--- START OF RECORDED DATA ---
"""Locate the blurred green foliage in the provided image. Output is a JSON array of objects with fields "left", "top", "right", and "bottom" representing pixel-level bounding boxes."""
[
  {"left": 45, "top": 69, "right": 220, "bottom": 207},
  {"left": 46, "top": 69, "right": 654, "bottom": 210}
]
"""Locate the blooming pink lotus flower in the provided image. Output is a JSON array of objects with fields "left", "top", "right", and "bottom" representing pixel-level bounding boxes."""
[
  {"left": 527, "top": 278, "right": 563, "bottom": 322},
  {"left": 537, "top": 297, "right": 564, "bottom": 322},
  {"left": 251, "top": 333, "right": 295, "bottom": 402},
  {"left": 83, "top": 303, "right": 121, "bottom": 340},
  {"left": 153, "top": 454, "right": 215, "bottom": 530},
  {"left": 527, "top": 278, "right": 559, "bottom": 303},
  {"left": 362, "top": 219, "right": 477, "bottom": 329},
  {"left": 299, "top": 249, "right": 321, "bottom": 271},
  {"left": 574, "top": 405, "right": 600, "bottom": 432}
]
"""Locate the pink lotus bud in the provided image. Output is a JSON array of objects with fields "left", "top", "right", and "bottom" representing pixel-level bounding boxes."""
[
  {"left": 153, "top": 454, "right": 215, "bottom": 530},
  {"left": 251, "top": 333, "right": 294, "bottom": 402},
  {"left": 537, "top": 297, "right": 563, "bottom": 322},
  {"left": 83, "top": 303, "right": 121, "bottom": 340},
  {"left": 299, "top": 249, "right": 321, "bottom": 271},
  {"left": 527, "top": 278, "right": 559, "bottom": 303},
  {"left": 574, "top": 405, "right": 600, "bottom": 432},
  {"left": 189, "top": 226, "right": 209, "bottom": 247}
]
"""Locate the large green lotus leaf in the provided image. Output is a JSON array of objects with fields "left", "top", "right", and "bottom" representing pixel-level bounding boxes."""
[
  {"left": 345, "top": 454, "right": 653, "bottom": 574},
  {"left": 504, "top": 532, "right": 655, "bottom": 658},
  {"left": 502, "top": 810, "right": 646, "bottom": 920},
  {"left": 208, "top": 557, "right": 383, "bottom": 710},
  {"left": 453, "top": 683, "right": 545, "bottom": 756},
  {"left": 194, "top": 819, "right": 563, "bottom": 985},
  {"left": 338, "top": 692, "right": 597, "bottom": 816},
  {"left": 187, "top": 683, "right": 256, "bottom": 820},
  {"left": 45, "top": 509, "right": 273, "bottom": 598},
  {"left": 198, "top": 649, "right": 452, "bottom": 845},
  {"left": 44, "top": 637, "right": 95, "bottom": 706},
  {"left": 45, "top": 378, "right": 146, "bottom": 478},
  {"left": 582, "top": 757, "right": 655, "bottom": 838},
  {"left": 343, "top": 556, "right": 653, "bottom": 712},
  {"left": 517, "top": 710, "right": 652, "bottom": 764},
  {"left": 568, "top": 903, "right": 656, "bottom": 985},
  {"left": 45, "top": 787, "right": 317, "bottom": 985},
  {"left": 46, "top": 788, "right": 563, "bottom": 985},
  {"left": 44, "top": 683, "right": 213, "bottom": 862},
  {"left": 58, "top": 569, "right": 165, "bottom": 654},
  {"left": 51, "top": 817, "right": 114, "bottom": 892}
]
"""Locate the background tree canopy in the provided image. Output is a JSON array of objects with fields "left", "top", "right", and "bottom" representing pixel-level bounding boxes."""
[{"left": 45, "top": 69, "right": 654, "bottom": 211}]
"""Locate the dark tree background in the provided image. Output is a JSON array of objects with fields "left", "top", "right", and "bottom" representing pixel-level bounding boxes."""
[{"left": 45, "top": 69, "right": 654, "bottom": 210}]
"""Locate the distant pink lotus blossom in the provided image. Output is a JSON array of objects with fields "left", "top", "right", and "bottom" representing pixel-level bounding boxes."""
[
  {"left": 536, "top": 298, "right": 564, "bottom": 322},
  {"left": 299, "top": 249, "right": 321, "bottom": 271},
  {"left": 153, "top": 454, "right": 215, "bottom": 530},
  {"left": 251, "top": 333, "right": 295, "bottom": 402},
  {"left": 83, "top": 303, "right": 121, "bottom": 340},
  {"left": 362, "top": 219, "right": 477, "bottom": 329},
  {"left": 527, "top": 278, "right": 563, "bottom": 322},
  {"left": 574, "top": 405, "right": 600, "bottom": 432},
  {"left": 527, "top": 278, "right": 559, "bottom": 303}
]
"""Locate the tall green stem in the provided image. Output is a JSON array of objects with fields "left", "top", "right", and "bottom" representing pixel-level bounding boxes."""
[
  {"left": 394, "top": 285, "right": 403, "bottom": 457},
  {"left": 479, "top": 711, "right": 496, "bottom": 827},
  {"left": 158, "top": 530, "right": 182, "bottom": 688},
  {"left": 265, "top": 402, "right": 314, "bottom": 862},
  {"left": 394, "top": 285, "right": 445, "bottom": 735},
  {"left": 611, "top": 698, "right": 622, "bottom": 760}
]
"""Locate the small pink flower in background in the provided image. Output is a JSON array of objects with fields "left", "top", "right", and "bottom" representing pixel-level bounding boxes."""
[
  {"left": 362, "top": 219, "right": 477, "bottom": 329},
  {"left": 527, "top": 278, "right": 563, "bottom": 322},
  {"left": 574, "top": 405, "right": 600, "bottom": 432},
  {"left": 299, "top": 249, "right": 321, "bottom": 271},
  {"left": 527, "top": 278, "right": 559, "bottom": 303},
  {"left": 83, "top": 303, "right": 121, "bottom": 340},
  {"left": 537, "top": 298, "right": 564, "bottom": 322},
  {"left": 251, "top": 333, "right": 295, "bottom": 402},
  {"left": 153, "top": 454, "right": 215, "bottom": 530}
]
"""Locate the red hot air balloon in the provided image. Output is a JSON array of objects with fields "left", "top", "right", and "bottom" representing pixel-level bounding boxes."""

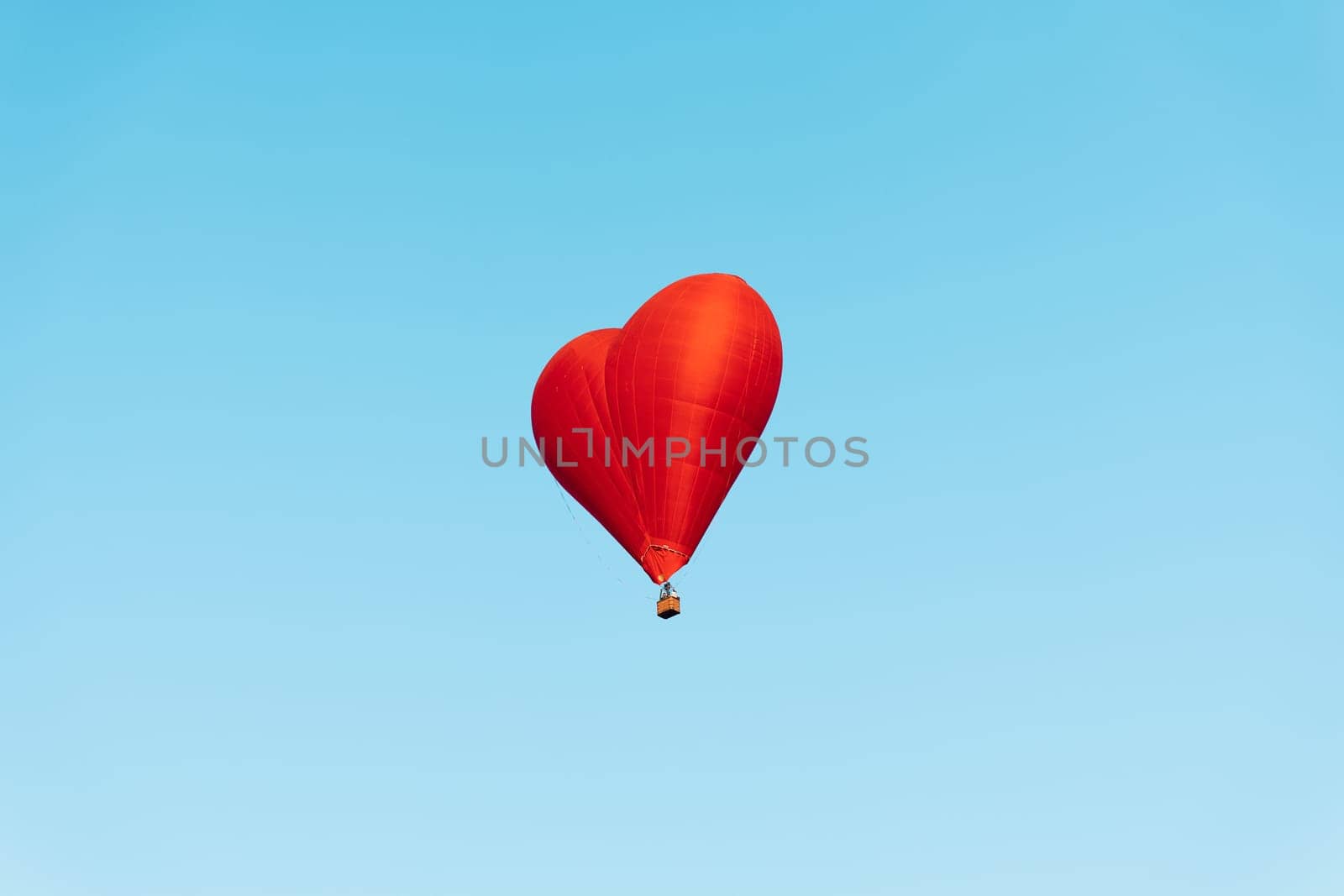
[{"left": 533, "top": 274, "right": 784, "bottom": 616}]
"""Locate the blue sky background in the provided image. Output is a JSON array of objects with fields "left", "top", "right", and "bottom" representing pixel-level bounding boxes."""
[{"left": 0, "top": 2, "right": 1344, "bottom": 896}]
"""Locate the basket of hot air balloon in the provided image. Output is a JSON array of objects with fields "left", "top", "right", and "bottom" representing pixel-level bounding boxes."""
[
  {"left": 657, "top": 582, "right": 681, "bottom": 619},
  {"left": 533, "top": 274, "right": 784, "bottom": 619}
]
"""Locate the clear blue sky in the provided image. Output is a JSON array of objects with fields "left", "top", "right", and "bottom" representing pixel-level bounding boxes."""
[{"left": 0, "top": 0, "right": 1344, "bottom": 896}]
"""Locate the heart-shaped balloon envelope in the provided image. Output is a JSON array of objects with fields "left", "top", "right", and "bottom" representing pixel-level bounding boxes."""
[{"left": 533, "top": 274, "right": 784, "bottom": 584}]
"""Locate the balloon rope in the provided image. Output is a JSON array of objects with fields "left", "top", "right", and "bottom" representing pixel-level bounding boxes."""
[{"left": 551, "top": 478, "right": 657, "bottom": 602}]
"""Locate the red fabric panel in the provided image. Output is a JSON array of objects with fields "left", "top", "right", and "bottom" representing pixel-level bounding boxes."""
[{"left": 533, "top": 274, "right": 784, "bottom": 583}]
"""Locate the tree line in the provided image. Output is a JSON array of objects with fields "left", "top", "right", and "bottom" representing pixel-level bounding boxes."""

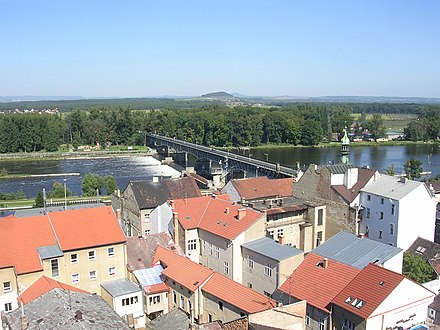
[{"left": 0, "top": 104, "right": 440, "bottom": 153}]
--- END OF RECORDED DATA ---
GIVEN INSTRUCTION
Give every one of the lines above as a JSON list of strings, one string per line. Skip blank lines and leave the pictures out.

COMPLETE RESPONSE
[
  "\"\"\"Locate the blurred green foliage in the provided image. Output is a JSON array of objects with fields \"left\", \"top\", \"right\", and \"bottom\" representing pixel-level bounding boxes.\"\"\"",
  "[",
  "  {\"left\": 45, \"top\": 69, \"right\": 220, \"bottom\": 207},",
  "  {\"left\": 46, \"top\": 69, \"right\": 654, \"bottom\": 210}",
  "]",
  "\"\"\"Locate the blooming pink lotus flower in the provided image. Output is a JSON array of objects with fields \"left\", \"top\", \"right\", and \"bottom\" representing pixel-level bounding boxes.\"\"\"",
  "[",
  "  {\"left\": 527, \"top\": 278, \"right\": 563, \"bottom\": 322},",
  "  {\"left\": 537, \"top\": 297, \"right\": 564, \"bottom\": 322},",
  "  {\"left\": 251, \"top\": 333, \"right\": 295, \"bottom\": 402},",
  "  {\"left\": 83, \"top\": 303, \"right\": 121, \"bottom\": 340},",
  "  {\"left\": 153, \"top\": 454, \"right\": 215, \"bottom\": 530},",
  "  {\"left\": 527, \"top\": 278, \"right\": 559, \"bottom\": 303},",
  "  {\"left\": 362, \"top\": 219, \"right\": 477, \"bottom\": 329},",
  "  {\"left\": 299, \"top\": 249, \"right\": 321, \"bottom\": 271},",
  "  {\"left\": 574, \"top\": 405, \"right\": 600, \"bottom\": 432}",
  "]",
  "\"\"\"Locate the pink lotus bud in the provided image. Output is a JSON array of objects with fields \"left\", \"top\", \"right\", and \"bottom\" representing pixel-level bounding boxes.\"\"\"",
  "[",
  "  {\"left\": 153, \"top\": 454, \"right\": 215, \"bottom\": 530},",
  "  {\"left\": 251, \"top\": 333, \"right\": 294, \"bottom\": 402},",
  "  {\"left\": 537, \"top\": 297, \"right\": 563, \"bottom\": 322},",
  "  {\"left\": 83, \"top\": 303, \"right\": 121, \"bottom\": 340},",
  "  {\"left\": 299, \"top\": 249, \"right\": 321, \"bottom\": 271},",
  "  {\"left\": 527, \"top\": 278, \"right\": 559, \"bottom\": 303},",
  "  {\"left\": 574, \"top\": 405, \"right\": 600, \"bottom\": 432},",
  "  {\"left\": 189, \"top\": 226, \"right\": 209, \"bottom\": 247}",
  "]",
  "\"\"\"Locate the large green lotus leaf in the provided image. Output is a JSON array of objects with fields \"left\", \"top\", \"right\", and \"bottom\" representing pixel-level bounding boxes.\"\"\"",
  "[",
  "  {\"left\": 345, \"top\": 454, \"right\": 653, \"bottom\": 574},",
  "  {\"left\": 504, \"top\": 532, \"right\": 655, \"bottom\": 658},",
  "  {\"left\": 502, \"top\": 810, \"right\": 646, \"bottom\": 920},",
  "  {\"left\": 208, \"top\": 557, \"right\": 383, \"bottom\": 710},",
  "  {\"left\": 453, \"top\": 683, \"right\": 545, \"bottom\": 756},",
  "  {\"left\": 194, \"top\": 819, \"right\": 563, \"bottom\": 985},",
  "  {\"left\": 338, \"top\": 692, \"right\": 597, \"bottom\": 816},",
  "  {\"left\": 187, \"top\": 683, \"right\": 256, \"bottom\": 820},",
  "  {\"left\": 45, \"top\": 509, \"right\": 273, \"bottom\": 598},",
  "  {\"left\": 198, \"top\": 649, \"right\": 452, \"bottom\": 845},",
  "  {\"left\": 44, \"top\": 637, \"right\": 95, \"bottom\": 706},",
  "  {\"left\": 45, \"top\": 378, \"right\": 146, \"bottom\": 478},",
  "  {\"left\": 582, \"top\": 757, \"right\": 655, \"bottom\": 838},",
  "  {\"left\": 343, \"top\": 556, \"right\": 653, \"bottom\": 712},",
  "  {\"left\": 517, \"top\": 710, \"right\": 652, \"bottom\": 764},",
  "  {\"left\": 568, \"top\": 903, \"right\": 656, \"bottom\": 985},",
  "  {\"left\": 45, \"top\": 787, \"right\": 317, \"bottom\": 985},",
  "  {\"left\": 46, \"top\": 788, \"right\": 563, \"bottom\": 985},",
  "  {\"left\": 44, \"top\": 683, \"right\": 213, \"bottom\": 862},",
  "  {\"left\": 58, \"top\": 569, \"right\": 165, \"bottom\": 654},",
  "  {\"left\": 51, \"top\": 817, \"right\": 114, \"bottom\": 892}",
  "]",
  "\"\"\"Locate the background tree canopy in the provided image. Output is a JSON array of objects with fields \"left\", \"top\", \"right\", and \"bottom\" representing pixel-level bounding boxes.\"\"\"",
  "[{\"left\": 45, \"top\": 69, \"right\": 654, \"bottom\": 211}]",
  "\"\"\"Locate the dark tree background in the provided image. Output is a JSON array of objects with fields \"left\", \"top\", \"right\", and \"bottom\" representing pixel-level bounding boxes.\"\"\"",
  "[{\"left\": 45, \"top\": 69, \"right\": 654, \"bottom\": 210}]",
  "\"\"\"Locate the distant pink lotus blossom in the provided image. Output is a JSON array of objects with fields \"left\", \"top\", \"right\", and \"bottom\" representing pixel-level bounding boxes.\"\"\"",
  "[",
  "  {\"left\": 536, \"top\": 298, \"right\": 564, \"bottom\": 322},",
  "  {\"left\": 299, \"top\": 249, \"right\": 321, \"bottom\": 271},",
  "  {\"left\": 153, \"top\": 454, \"right\": 215, \"bottom\": 530},",
  "  {\"left\": 251, \"top\": 333, \"right\": 295, \"bottom\": 402},",
  "  {\"left\": 83, \"top\": 303, \"right\": 121, \"bottom\": 340},",
  "  {\"left\": 362, \"top\": 219, \"right\": 477, \"bottom\": 329},",
  "  {\"left\": 527, \"top\": 278, \"right\": 563, \"bottom\": 322},",
  "  {\"left\": 574, \"top\": 405, \"right\": 600, \"bottom\": 432},",
  "  {\"left\": 527, \"top\": 278, \"right\": 559, \"bottom\": 303}",
  "]",
  "\"\"\"Locate the tall green stem in the provided image. Output is a JSON array of objects with fields \"left\", \"top\", \"right\", and \"bottom\" representing pixel-level bounding boxes.\"\"\"",
  "[",
  "  {\"left\": 394, \"top\": 285, \"right\": 403, \"bottom\": 457},",
  "  {\"left\": 479, \"top\": 711, \"right\": 496, \"bottom\": 827},",
  "  {\"left\": 158, \"top\": 530, \"right\": 182, \"bottom\": 688},",
  "  {\"left\": 265, \"top\": 402, \"right\": 314, \"bottom\": 862},",
  "  {\"left\": 394, \"top\": 285, \"right\": 445, \"bottom\": 735},",
  "  {\"left\": 611, \"top\": 698, \"right\": 622, \"bottom\": 760}",
  "]",
  "\"\"\"Locate the small pink flower in background in the provided image. Output is a JSON array of objects with fields \"left\", \"top\", \"right\", and \"bottom\" representing pixel-level bounding boxes.\"\"\"",
  "[",
  "  {\"left\": 362, \"top\": 219, \"right\": 477, \"bottom\": 329},",
  "  {\"left\": 527, \"top\": 278, \"right\": 563, \"bottom\": 322},",
  "  {\"left\": 574, \"top\": 405, \"right\": 600, \"bottom\": 432},",
  "  {\"left\": 299, \"top\": 249, \"right\": 321, \"bottom\": 271},",
  "  {\"left\": 527, \"top\": 278, \"right\": 559, \"bottom\": 303},",
  "  {\"left\": 83, \"top\": 303, \"right\": 121, \"bottom\": 340},",
  "  {\"left\": 537, \"top\": 298, \"right\": 564, \"bottom\": 322},",
  "  {\"left\": 251, \"top\": 333, \"right\": 295, \"bottom\": 402},",
  "  {\"left\": 153, \"top\": 454, \"right\": 215, \"bottom\": 530}",
  "]",
  "\"\"\"Locate the red hot air balloon in the provided image. Output is a JSON array of objects with fields \"left\", \"top\", \"right\", and \"bottom\" representing pixel-level bounding boxes.\"\"\"",
  "[{\"left\": 533, \"top\": 274, \"right\": 784, \"bottom\": 616}]",
  "\"\"\"Locate the blue sky background in the provided image. Output is a JSON array of objects with fields \"left\", \"top\", \"right\", and \"bottom\" representing pixel-level bounding boxes.\"\"\"",
  "[{\"left\": 0, \"top\": 2, \"right\": 1344, \"bottom\": 896}]",
  "\"\"\"Locate the basket of hot air balloon in the provided image. Output is a JSON array of objects with fields \"left\", \"top\", \"right\", and \"bottom\" representing pixel-level bounding boxes.\"\"\"",
  "[",
  "  {\"left\": 657, \"top\": 582, \"right\": 681, \"bottom\": 619},",
  "  {\"left\": 533, \"top\": 274, \"right\": 784, \"bottom\": 619}",
  "]",
  "\"\"\"Locate the clear blue sky in the provided image. Output is a JSON array of objects with fields \"left\", \"top\", \"right\", and \"bottom\" representing pixel-level bounding boxes.\"\"\"",
  "[{\"left\": 0, \"top\": 0, \"right\": 1344, \"bottom\": 896}]",
  "\"\"\"Locate the heart-shaped balloon envelope in the provided image. Output is a JSON array of objects with fields \"left\", \"top\", \"right\", and \"bottom\" representing pixel-level bounding boxes.\"\"\"",
  "[{\"left\": 533, \"top\": 274, \"right\": 784, \"bottom\": 584}]",
  "\"\"\"Locate the balloon rope in the provided image. Output is a JSON array of objects with fields \"left\", \"top\", \"right\", and \"bottom\" representing pixel-level bounding boxes.\"\"\"",
  "[{\"left\": 551, \"top\": 478, \"right\": 657, \"bottom\": 602}]",
  "\"\"\"Locate the red fabric panel in the provided image. Output is a JSON array of objects with fields \"left\", \"top\", \"right\", and \"bottom\" representing pixel-level bounding boxes.\"\"\"",
  "[{\"left\": 533, \"top\": 274, \"right\": 784, \"bottom\": 583}]",
  "\"\"\"Locate the tree line in the provided image. Output is a JSON array of objects with fields \"left\", \"top\", \"right\", and \"bottom\" representing pixel-level bounding boxes.\"\"\"",
  "[{\"left\": 0, \"top\": 104, \"right\": 440, \"bottom\": 153}]"
]